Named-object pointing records
________________________________________
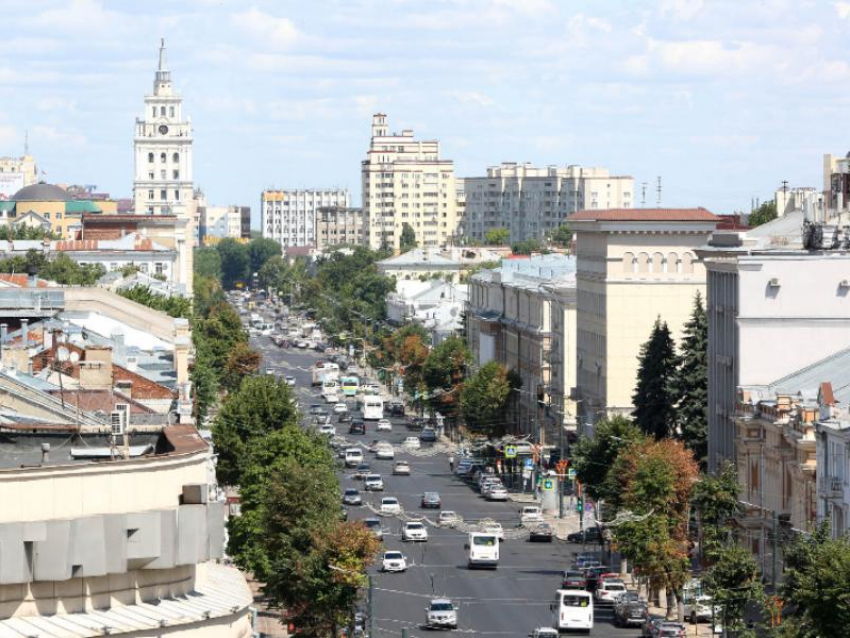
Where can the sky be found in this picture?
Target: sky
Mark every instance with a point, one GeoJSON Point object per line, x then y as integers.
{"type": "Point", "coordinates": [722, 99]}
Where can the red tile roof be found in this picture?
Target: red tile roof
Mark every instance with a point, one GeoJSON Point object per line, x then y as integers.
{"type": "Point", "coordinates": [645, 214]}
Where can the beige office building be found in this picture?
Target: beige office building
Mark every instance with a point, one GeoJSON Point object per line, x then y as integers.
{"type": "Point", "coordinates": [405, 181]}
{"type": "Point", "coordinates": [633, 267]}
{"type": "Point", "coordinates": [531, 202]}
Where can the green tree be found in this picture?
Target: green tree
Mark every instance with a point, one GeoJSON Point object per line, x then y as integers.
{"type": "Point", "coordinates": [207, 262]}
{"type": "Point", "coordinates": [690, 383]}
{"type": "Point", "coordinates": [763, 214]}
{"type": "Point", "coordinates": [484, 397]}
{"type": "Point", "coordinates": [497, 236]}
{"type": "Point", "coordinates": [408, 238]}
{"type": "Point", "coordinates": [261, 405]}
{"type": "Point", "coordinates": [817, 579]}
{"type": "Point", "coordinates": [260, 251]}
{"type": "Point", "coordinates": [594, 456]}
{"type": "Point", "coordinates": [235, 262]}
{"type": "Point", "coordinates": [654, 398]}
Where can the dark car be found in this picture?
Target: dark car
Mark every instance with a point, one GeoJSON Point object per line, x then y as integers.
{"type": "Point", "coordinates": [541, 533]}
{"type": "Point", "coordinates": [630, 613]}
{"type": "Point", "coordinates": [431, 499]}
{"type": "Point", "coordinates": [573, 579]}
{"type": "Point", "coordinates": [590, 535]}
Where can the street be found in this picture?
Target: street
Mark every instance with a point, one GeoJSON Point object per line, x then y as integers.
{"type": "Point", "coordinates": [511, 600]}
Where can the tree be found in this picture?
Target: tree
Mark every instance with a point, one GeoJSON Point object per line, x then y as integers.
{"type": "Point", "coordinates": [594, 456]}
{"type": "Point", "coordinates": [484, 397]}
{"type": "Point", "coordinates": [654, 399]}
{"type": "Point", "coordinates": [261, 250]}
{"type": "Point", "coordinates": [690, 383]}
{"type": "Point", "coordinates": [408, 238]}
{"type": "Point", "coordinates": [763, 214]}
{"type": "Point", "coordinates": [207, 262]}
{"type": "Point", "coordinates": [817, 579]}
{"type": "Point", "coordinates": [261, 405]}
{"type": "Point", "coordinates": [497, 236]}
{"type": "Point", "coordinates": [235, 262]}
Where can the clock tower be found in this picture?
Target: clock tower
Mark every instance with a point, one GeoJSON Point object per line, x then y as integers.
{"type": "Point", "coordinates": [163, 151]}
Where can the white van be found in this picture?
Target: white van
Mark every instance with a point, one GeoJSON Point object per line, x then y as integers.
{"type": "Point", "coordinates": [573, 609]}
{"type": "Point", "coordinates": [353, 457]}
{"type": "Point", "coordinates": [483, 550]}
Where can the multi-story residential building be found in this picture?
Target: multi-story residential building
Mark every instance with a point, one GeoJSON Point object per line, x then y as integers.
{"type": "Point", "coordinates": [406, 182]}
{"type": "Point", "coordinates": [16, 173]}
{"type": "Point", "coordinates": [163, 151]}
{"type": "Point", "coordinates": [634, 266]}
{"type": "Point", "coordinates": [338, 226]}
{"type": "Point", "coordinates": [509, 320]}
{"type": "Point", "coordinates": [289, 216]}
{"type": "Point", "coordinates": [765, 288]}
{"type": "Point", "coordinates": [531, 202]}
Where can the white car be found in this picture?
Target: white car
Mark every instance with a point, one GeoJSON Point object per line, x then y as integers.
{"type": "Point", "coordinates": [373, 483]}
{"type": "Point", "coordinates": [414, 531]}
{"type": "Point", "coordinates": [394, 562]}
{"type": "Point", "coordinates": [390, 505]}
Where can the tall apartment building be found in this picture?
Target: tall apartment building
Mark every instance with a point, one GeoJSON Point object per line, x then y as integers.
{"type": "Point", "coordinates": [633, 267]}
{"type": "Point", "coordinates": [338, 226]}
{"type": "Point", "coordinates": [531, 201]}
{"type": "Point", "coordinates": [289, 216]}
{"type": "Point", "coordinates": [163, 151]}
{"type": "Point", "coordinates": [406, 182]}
________________________________________
Give every record back exactly as it reads, with no images.

Where can the sky be found in this picture?
Target: sky
Mark every instance with a point, one GeoJSON Point object per line, x then y as integers.
{"type": "Point", "coordinates": [722, 99]}
Where can the red tile roof be found in this picture?
Target: red tile roof
Mark every instance with a point, one GeoJSON Point object per line, x then y as integers.
{"type": "Point", "coordinates": [645, 214]}
Where can the beige office building be found in this picture?
Target: beige office building
Mark every instance with a point, one GeoJSON Point object per line, x then y as integers.
{"type": "Point", "coordinates": [405, 181]}
{"type": "Point", "coordinates": [633, 267]}
{"type": "Point", "coordinates": [531, 202]}
Where can the green tree be found in this picture?
Target: green tree
Mark every instance with a point, one GeoJSON Point object per line, x then y as integers.
{"type": "Point", "coordinates": [207, 262]}
{"type": "Point", "coordinates": [690, 383]}
{"type": "Point", "coordinates": [763, 214]}
{"type": "Point", "coordinates": [484, 397]}
{"type": "Point", "coordinates": [497, 236]}
{"type": "Point", "coordinates": [408, 238]}
{"type": "Point", "coordinates": [261, 405]}
{"type": "Point", "coordinates": [817, 579]}
{"type": "Point", "coordinates": [260, 251]}
{"type": "Point", "coordinates": [594, 456]}
{"type": "Point", "coordinates": [235, 262]}
{"type": "Point", "coordinates": [654, 398]}
Where can the dark car be found in this picture?
Target: dark car
Mark every instance with a point, one GeoJSON Point object per line, x then y as integers.
{"type": "Point", "coordinates": [541, 533]}
{"type": "Point", "coordinates": [630, 613]}
{"type": "Point", "coordinates": [431, 499]}
{"type": "Point", "coordinates": [573, 579]}
{"type": "Point", "coordinates": [590, 535]}
Where can the street be found in this picture?
Target: street
Mark every instance with a point, one GeoJSON Point object per line, x then y as integers.
{"type": "Point", "coordinates": [511, 600]}
Where can the tree be found in this picture?
Target: tree
Mark every instance with a point, one GeoJSON Point object per line, x then y as integers.
{"type": "Point", "coordinates": [594, 456]}
{"type": "Point", "coordinates": [484, 397]}
{"type": "Point", "coordinates": [654, 399]}
{"type": "Point", "coordinates": [261, 250]}
{"type": "Point", "coordinates": [690, 383]}
{"type": "Point", "coordinates": [408, 238]}
{"type": "Point", "coordinates": [763, 214]}
{"type": "Point", "coordinates": [207, 262]}
{"type": "Point", "coordinates": [817, 579]}
{"type": "Point", "coordinates": [261, 405]}
{"type": "Point", "coordinates": [497, 236]}
{"type": "Point", "coordinates": [235, 262]}
Where can the clock tower be found in this picture?
Target: clock tower
Mark every instance with a point, one GeoJSON Point object per line, x then y as integers.
{"type": "Point", "coordinates": [163, 151]}
Where can the white van be found in this picture?
Target: white van
Mark every instance with a point, one GeoJSON Point object per line, x then y as integers.
{"type": "Point", "coordinates": [573, 609]}
{"type": "Point", "coordinates": [353, 457]}
{"type": "Point", "coordinates": [483, 550]}
Where can the multi-story residential building be found in this picture?
Target: multi-story residential building
Mark every instance with a point, one GeoJSON Point object per line, x then y as integers.
{"type": "Point", "coordinates": [406, 182]}
{"type": "Point", "coordinates": [16, 173]}
{"type": "Point", "coordinates": [163, 151]}
{"type": "Point", "coordinates": [634, 266]}
{"type": "Point", "coordinates": [338, 226]}
{"type": "Point", "coordinates": [509, 320]}
{"type": "Point", "coordinates": [289, 216]}
{"type": "Point", "coordinates": [765, 288]}
{"type": "Point", "coordinates": [531, 202]}
Where can the white car be found in this picture?
Target: white car
Mark every instance with a point, one GeoJSON Point object per line, x then y as integers.
{"type": "Point", "coordinates": [373, 483]}
{"type": "Point", "coordinates": [414, 531]}
{"type": "Point", "coordinates": [394, 562]}
{"type": "Point", "coordinates": [390, 505]}
Where can the tall apartment building be found in this picture?
Target: tall apartment building
Mark every instance with a point, one GeoJSON Point object per line, x then y as integers.
{"type": "Point", "coordinates": [633, 267]}
{"type": "Point", "coordinates": [338, 226]}
{"type": "Point", "coordinates": [531, 201]}
{"type": "Point", "coordinates": [289, 216]}
{"type": "Point", "coordinates": [163, 151]}
{"type": "Point", "coordinates": [406, 182]}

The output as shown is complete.